*Problem details*. Write out the material again word for word, dropping any images it holds.

-- Start --

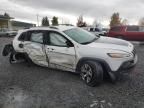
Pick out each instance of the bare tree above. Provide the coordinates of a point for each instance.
(125, 22)
(141, 22)
(115, 19)
(80, 22)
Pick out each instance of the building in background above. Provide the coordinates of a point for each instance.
(18, 25)
(7, 22)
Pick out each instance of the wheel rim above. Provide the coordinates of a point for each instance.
(86, 73)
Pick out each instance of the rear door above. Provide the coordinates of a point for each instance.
(141, 33)
(60, 55)
(34, 47)
(132, 33)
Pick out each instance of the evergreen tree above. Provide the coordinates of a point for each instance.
(45, 21)
(55, 21)
(115, 20)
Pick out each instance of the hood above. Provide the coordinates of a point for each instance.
(109, 40)
(112, 43)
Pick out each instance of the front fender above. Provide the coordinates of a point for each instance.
(7, 50)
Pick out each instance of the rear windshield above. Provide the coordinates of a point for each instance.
(116, 29)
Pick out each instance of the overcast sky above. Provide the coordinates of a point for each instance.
(69, 10)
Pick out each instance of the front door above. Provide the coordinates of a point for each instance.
(60, 55)
(34, 47)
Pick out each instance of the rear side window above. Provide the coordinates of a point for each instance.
(141, 29)
(132, 28)
(116, 29)
(97, 30)
(91, 29)
(37, 36)
(22, 36)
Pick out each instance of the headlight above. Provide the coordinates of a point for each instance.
(118, 55)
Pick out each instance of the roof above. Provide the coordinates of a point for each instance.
(5, 17)
(22, 24)
(61, 28)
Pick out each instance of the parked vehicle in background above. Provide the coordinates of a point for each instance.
(95, 30)
(131, 33)
(6, 32)
(73, 49)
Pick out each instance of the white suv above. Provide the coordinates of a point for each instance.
(73, 49)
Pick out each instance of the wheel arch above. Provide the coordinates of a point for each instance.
(104, 64)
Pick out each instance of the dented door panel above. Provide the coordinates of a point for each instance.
(61, 57)
(36, 53)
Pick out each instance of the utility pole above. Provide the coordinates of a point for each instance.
(37, 19)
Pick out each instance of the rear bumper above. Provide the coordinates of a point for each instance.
(126, 67)
(128, 64)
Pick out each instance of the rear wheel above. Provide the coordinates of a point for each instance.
(120, 37)
(91, 73)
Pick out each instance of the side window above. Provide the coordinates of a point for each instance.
(115, 29)
(97, 30)
(57, 39)
(22, 36)
(91, 30)
(132, 28)
(37, 37)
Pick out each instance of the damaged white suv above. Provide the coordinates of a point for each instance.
(73, 49)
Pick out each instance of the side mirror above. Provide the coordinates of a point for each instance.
(69, 43)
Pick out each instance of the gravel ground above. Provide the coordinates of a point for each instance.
(37, 87)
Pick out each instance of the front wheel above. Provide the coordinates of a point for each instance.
(91, 73)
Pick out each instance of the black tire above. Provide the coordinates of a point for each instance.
(11, 60)
(120, 37)
(94, 75)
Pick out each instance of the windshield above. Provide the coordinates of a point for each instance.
(81, 36)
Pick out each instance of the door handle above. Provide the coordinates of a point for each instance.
(21, 45)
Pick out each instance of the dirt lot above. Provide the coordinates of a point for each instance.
(37, 87)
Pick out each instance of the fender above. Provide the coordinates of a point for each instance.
(103, 62)
(7, 50)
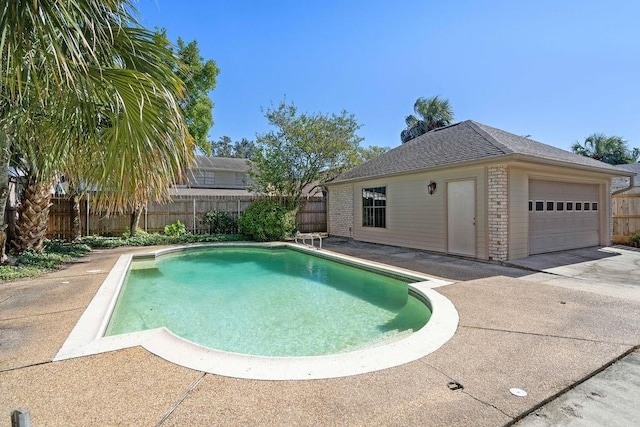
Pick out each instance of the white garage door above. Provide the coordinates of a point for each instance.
(562, 216)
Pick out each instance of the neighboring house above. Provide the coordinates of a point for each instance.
(216, 176)
(474, 190)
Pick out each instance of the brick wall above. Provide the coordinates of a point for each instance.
(498, 204)
(340, 211)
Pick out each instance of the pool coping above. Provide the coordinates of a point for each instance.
(87, 337)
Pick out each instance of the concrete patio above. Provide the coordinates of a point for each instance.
(518, 329)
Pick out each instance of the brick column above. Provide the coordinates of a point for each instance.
(498, 205)
(340, 215)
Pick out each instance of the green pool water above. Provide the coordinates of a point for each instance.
(268, 302)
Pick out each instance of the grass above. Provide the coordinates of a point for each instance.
(59, 252)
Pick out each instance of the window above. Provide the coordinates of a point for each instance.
(374, 207)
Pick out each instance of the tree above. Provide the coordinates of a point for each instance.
(608, 149)
(303, 149)
(244, 149)
(367, 153)
(85, 91)
(434, 112)
(199, 77)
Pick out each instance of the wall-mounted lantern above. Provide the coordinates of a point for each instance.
(431, 188)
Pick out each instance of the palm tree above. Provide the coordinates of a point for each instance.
(434, 112)
(608, 149)
(85, 90)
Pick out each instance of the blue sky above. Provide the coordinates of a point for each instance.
(555, 70)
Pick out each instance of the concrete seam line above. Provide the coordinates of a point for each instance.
(2, 371)
(41, 314)
(572, 386)
(172, 409)
(546, 335)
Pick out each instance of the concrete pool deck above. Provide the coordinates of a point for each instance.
(515, 331)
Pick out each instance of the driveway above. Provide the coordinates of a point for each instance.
(612, 271)
(607, 398)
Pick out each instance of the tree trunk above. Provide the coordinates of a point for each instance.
(5, 155)
(74, 217)
(135, 220)
(33, 217)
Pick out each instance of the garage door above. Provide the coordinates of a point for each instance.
(562, 216)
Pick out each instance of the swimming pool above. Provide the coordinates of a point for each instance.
(266, 301)
(88, 336)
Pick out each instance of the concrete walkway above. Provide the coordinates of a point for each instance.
(513, 333)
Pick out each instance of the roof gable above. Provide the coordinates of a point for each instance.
(461, 143)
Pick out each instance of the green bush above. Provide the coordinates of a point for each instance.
(218, 222)
(147, 239)
(31, 263)
(176, 229)
(266, 220)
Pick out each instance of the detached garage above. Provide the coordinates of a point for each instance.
(473, 190)
(563, 215)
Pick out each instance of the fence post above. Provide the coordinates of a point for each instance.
(194, 215)
(88, 195)
(20, 418)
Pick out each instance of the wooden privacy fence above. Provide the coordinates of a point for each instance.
(626, 216)
(189, 210)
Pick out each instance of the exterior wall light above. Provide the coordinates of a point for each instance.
(431, 188)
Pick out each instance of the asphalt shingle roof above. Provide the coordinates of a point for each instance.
(461, 143)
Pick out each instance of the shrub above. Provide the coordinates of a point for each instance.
(175, 229)
(218, 222)
(267, 220)
(31, 263)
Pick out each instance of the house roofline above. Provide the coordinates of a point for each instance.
(611, 172)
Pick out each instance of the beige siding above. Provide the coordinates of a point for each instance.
(518, 214)
(415, 218)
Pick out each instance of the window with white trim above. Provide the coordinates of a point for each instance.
(374, 207)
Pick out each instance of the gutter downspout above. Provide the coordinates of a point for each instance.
(629, 187)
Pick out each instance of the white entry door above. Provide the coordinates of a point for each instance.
(461, 217)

-- End --

*Result*.
Pick out each instance of the bare tree above. Provide the coordinates of a point for each instance.
(125, 22)
(141, 22)
(115, 19)
(80, 22)
Pick out each instance of the building in background above. Provide the coordinates of a point for each instance.
(18, 25)
(7, 22)
Pick out each instance of the wheel rim above. Provide the coordinates of a point for each instance.
(86, 73)
Pick out each instance of the rear door above. Provide the coordinates of a point for each instance.
(141, 33)
(60, 55)
(34, 47)
(132, 33)
Pick out each instance of the evergreen tree above. Provide the coordinates of a point for each instance.
(45, 21)
(55, 21)
(115, 20)
Pick out each instance of the hood above. Provide the coordinates of a point for each instance.
(109, 40)
(112, 43)
Pick out each instance of the front fender above. Provide the coordinates of a point for each instance.
(7, 50)
Pick out each instance of the rear windshield above. Provide the coordinates of a point for each instance.
(116, 29)
Pick out each instance of the overcast sky above. Provide the coordinates of a point for each instance.
(69, 10)
Pick out each instance of the front door above. Provide the coordinates of a point for each instance.
(60, 55)
(34, 47)
Pick out each instance of the rear side window above. Provide the coordinates of a point for each instance.
(141, 29)
(132, 28)
(116, 29)
(97, 30)
(91, 29)
(37, 36)
(22, 36)
Pick out each instance of the headlight above. Provide the coordinates of a point for each instance.
(118, 55)
Pick out each instance of the roof above. Provide the coordinates of a point for each instance.
(5, 17)
(22, 24)
(61, 28)
Pick out each instance of the parked vehicle in background above. Provide the coordinates of a point for each instance.
(95, 30)
(131, 33)
(6, 32)
(73, 49)
Pick out each instance of the white suv above. Provide the coordinates of a point for each instance.
(73, 49)
Pick out each instance of the wheel arch above. Provide the coordinates of a point for each instance.
(104, 64)
Pick out each instance of the dented door panel above. Provide the coordinates of a point for each instance.
(61, 57)
(36, 53)
Pick out each instance of the utility pole above. Provide the coordinates of a point for each instance.
(37, 19)
Pick out each instance of the rear bumper above. Provide the coordinates of a point for each instance.
(126, 67)
(128, 64)
Pick out each instance of the rear wheel above. Provide the coordinates of a point for each instance.
(120, 37)
(91, 73)
Pick out each instance of the side window above. Provide the coordinates of a point for each instance.
(115, 29)
(97, 30)
(57, 39)
(22, 36)
(91, 30)
(132, 28)
(37, 37)
Pick out each instance of the damaged white suv above. Provide the coordinates of a point for each instance.
(73, 49)
Pick out each instance of the side mirror above. Provide the coordinates of a point for each instance.
(69, 43)
Pick out each instance of the gravel ground above. Provide the coordinates of a point for each instance.
(37, 87)
Pick out each instance of the front wheel above. Provide the coordinates of a point for each instance.
(91, 73)
Pick out each instance of the black tire above. Provide the coordinates of a point for each instance.
(11, 60)
(120, 37)
(94, 75)
Pick out each instance of the windshield above. Provide the coordinates of a point for each instance.
(81, 36)
Pick out each instance of the door handle above. Provide the coordinates of a point for each instance.
(21, 45)
Pick out each instance of the dirt lot above. Provide the coordinates of a point for each instance.
(37, 87)
Pick out each instance of the fender above. Provide the coordinates of a point for each instance.
(103, 62)
(7, 50)
Pick out each instance of the white garage door above. Provide the coordinates of a point for each instance.
(562, 216)
Pick out each instance of the neighboring house above. Provide the coordinates of a point for each instance.
(216, 176)
(474, 190)
Pick out each instance of the brick wall above. Provide the coordinates of a point for each instance.
(498, 204)
(340, 211)
Pick out each instance of the pool coping above. Provide the coordinates of a point for each instance.
(87, 337)
Pick out each instance of the concrete patio above. Provide the coordinates of a point for each instance.
(518, 329)
Pick out each instance of the brick column above. Provide the coordinates of a point for each instance.
(498, 205)
(340, 215)
Pick out each instance of the green pool water above. Provide the coordinates of a point for each instance.
(268, 302)
Pick out each instance of the grass above. Provide the coordinates of a point for each instance.
(59, 252)
Pick out each instance of the window above. Provide the coordinates of a point for each instance.
(374, 207)
Pick out each instance of the tree above. Provide the coordinates of a point for each instance.
(608, 149)
(303, 149)
(244, 149)
(367, 153)
(85, 91)
(434, 112)
(199, 77)
Pick out each instance of the wall-mounted lantern above. Provide the coordinates of a point for each instance.
(431, 188)
Pick out each instance of the palm tree above. Provide the coordinates of a point for each instance.
(434, 112)
(608, 149)
(85, 90)
Pick out each instance of the blue sky above. Provide the coordinates of a point for each instance.
(555, 70)
Pick out each instance of the concrete seam line above. Provide the coordinates of a point for each instance.
(2, 371)
(41, 314)
(572, 386)
(172, 409)
(546, 335)
Pick out each instance of the concrete pool deck above. Provide the coordinates of a point for each instance.
(515, 331)
Pick out each instance of the driveway above. Provide the coordinates of a point for each instance.
(612, 271)
(607, 398)
Pick out each instance of the tree trunk above. Provide the coordinates of a point for each instance.
(5, 155)
(74, 217)
(135, 220)
(33, 217)
Pick out each instance of the garage door above. Provide the coordinates of a point for each instance.
(562, 216)
Pick out each instance of the swimming pool above. Provide the coordinates of a point for each instance.
(266, 301)
(88, 336)
Pick out each instance of the concrete walkway above. Provide the coordinates of a point for each instance.
(513, 333)
Pick out each instance of the roof gable above. Provide the coordinates of a point for each instance.
(461, 143)
Pick out each instance of the green bush above. Provide the coordinates of a point for each instance.
(218, 222)
(147, 239)
(31, 263)
(176, 229)
(266, 220)
Pick out each instance of the detached garage above. Provide the coordinates of a point for each instance.
(473, 190)
(563, 215)
Pick out each instance of the fence post above. Provide the coordinates of a point for each instance.
(194, 215)
(88, 195)
(20, 418)
Pick out each instance of the wooden privacy fence above. Provide the coordinates of a point for each instance.
(626, 216)
(189, 210)
Pick out each instance of the exterior wall light above. Provide the coordinates of a point for each instance.
(431, 188)
Pick out each instance of the asphalt shingle roof above. Provide the coordinates of a point for each instance.
(461, 143)
Pick out each instance of the shrub above. Provide the coordinates of a point for each instance.
(175, 229)
(218, 222)
(267, 220)
(31, 263)
Pick out each instance of the house roofline above. Provide the coordinates of a point for each instance.
(611, 172)
Pick out each instance of the beige siding above. Provide the coordinates of a point for each instance.
(518, 214)
(415, 218)
Pick out each instance of the window with white trim above. Provide the coordinates of a point for each instance.
(374, 207)
Pick out each instance of the gutter downspout above. Provide the coordinates of a point for each instance.
(629, 187)
Pick out each instance of the white entry door above. Provide the coordinates of a point for each instance.
(461, 217)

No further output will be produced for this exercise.